### DATA FOR THIS TASK ###

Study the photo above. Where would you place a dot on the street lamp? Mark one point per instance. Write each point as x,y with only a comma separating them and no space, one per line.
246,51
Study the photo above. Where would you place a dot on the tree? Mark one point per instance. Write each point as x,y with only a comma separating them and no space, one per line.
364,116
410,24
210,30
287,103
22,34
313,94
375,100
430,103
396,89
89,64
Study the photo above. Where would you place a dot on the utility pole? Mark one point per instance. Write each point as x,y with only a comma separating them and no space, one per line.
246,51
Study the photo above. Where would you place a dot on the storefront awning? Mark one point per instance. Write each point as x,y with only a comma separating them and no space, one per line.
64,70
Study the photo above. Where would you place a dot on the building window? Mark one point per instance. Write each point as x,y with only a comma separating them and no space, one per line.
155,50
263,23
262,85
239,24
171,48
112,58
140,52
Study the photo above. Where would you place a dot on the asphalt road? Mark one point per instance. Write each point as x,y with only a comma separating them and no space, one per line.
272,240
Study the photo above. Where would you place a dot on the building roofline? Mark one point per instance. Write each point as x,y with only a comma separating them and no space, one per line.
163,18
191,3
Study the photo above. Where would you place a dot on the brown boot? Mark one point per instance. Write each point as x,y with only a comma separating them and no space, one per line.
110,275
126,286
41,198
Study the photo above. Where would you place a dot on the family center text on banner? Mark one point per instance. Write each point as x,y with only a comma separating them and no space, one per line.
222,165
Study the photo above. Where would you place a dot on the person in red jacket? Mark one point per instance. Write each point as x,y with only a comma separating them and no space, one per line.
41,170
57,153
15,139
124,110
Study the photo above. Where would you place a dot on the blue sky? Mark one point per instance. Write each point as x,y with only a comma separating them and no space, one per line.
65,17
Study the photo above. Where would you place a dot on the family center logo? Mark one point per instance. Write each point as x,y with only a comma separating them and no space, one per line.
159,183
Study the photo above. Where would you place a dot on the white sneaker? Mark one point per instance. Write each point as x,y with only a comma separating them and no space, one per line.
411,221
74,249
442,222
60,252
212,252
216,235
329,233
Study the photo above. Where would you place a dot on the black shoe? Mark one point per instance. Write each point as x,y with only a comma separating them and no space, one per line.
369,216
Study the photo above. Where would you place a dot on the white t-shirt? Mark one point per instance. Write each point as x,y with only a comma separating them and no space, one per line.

###

Please give all the entries again, substituting "Place one dot" for each occurrence of "Mark one point" and changing nothing else.

# SOLUTION TO THE EXERCISE
Study the photo above. Where would you place a dot on the street lamp? Place one dot per instance. Write each point as x,y with only a comma separating them and no space, one per line.
246,51
Study the photo above. Where would you place a dot on the tree? Place one dot per instance. Write each point as x,y with only a comma separating them and no space, one per line.
364,116
410,24
210,30
287,103
22,34
313,94
375,100
430,103
396,89
89,64
Study the photo above. Where would you place a dot on the utility pole? Place one dot per instance. Write each point as x,y with only a comma separating them and no space, one per line.
246,51
Study the photo above. Where would you place a dot on the storefront awning? Place one dot per instance. Write each point as x,y with only a comma separating them and no space, one per line.
64,70
Study the photo above. Where would you place a dot on the building window? Place one dot per instance. Write each point as x,y with only a comma separating them and no space, one per line.
155,50
263,23
262,85
239,24
171,48
112,58
140,52
Study the photo above. Where would you place a dot on the asphalt road? Place one dot per instance. Write each point as x,y with only a comma separating them and no space, one per line.
272,240
Study the photo above. Where would you place a dot on the building roofline? Place one dot per instance. Write each point as x,y with only a comma separating them and no space, one per line.
163,18
191,3
Study the photo above. Where would you place a dot on the brown boot? Place one dot per instance. Write each point as x,y with only a comma separating them and no space, one per line.
110,275
126,286
41,198
Study the photo above. Where would you place a dot on the family center text on banner? Place one dot per instance. Write each point as x,y with only a comma separating them and no space, one per line.
222,165
Study the photo above. Where would you place a dot on the person in red jacket? Place one dot per instance. Write each point as x,y with only a comma separating them and no space, one per line.
41,170
57,153
15,139
124,110
Study the photo above. Where would you place a dot on the blue sky? Place one dot per instance. Write each point as x,y with only a comma separating them and no space, one per line.
65,17
Study the photo above. Where would you place a dot on the family center logo? Place one dot per instance. Write each point as x,y with only a comma separating them and no space, one per line.
159,183
Study the photo above. Where would you place a dot on the white sneaker? Place one dot per instance. Write each point as x,y with only a comma separating them and no space, one per line.
411,221
74,249
442,222
60,252
212,252
216,235
329,233
Study the photo above. Where would you place a dot on the black shoe? Place one dot per instance. Write each point as x,y with only a comma separating them and no space, one per line.
369,216
Study the photo above. Where would you place a dot on the white t-shirt? Place one dot per instance. Write each point as x,y with only a comma separating them and no space, one per line.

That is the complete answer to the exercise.